(What you should do) Go through the listing and set it down exactly, leaving out its pictures.

— start of Exercise materials —

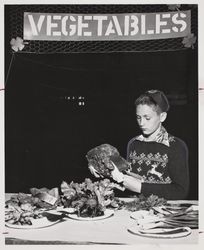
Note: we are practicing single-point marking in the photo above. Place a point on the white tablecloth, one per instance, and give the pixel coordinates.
(112, 230)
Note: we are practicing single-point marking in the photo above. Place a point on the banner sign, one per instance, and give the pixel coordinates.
(93, 27)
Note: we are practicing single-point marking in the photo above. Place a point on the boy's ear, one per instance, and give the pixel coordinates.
(163, 116)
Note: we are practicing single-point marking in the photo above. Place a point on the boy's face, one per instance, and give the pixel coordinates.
(148, 119)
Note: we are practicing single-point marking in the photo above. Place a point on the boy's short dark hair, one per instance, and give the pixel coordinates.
(154, 98)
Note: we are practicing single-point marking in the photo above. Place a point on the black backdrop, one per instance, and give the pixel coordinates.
(48, 135)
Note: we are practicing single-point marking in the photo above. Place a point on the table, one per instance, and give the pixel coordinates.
(110, 231)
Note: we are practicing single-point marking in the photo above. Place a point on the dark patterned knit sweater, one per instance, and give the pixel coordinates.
(164, 168)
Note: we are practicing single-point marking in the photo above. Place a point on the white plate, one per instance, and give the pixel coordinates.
(161, 232)
(107, 213)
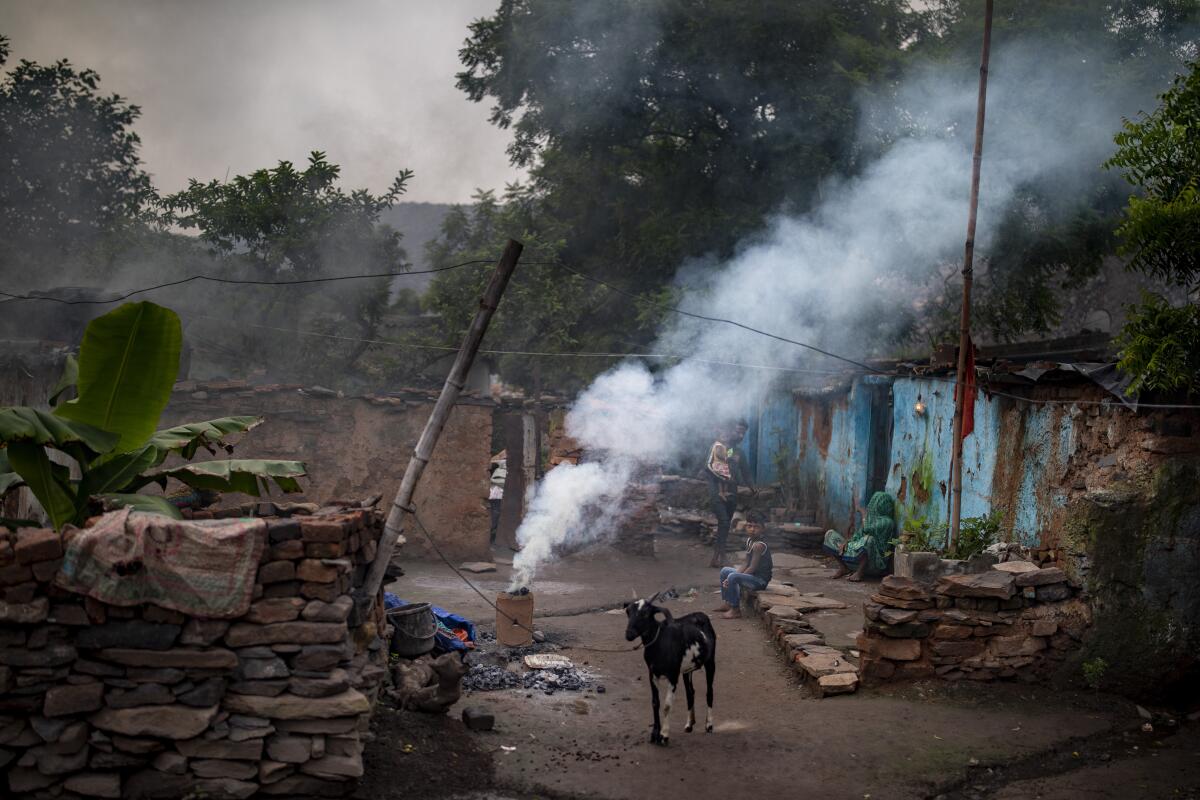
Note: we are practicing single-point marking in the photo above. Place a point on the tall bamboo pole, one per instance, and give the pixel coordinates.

— end of Exercise materials —

(Correct answer)
Note: we are practicing single-point marking in the photo above. Place a point on the white tablecloth, one per instance, and give the pixel coordinates.
(112, 230)
Note: we are practicing single-point marking in the photo above. Place a point on the banner sign, one per instance, and give the pixel coordinates.
(93, 27)
Note: we are practicing single-point marking in the photo above. Place a point on the boy's ear, one per instance, and give the pixel coordinates.
(163, 116)
Note: we are practicing single-point marking in the photo above. Place a point on the boy's face, one per instance, and give the pixel coordinates.
(148, 119)
Note: we are practicing single-point marking in the photo above. Place a point on the boy's short dark hair, one per instance, and give the pixel coordinates.
(154, 98)
Note: we are practicing single-point marking in the photo above. Place a point on the black backdrop, one per instance, and give the pixel coordinates.
(48, 135)
Note: we are practicing single-point marking in the photo above. Place a point on the table, one per instance, and give the pixel coordinates.
(110, 231)
Note: we are practicing single-point marking in the photo above. Place a point on the dark patterned knit sweater, one per instance, and give the pixel coordinates.
(164, 168)
Note: we are practicing single-point marking in the photo above. Place a point on the white plate, one per instance, and give the pixel coordinates.
(161, 232)
(107, 213)
Note: we are practicing single-point marking in the photo above. Place a point on the tall bamboo pole, one per instance, and give the pixel coordinates.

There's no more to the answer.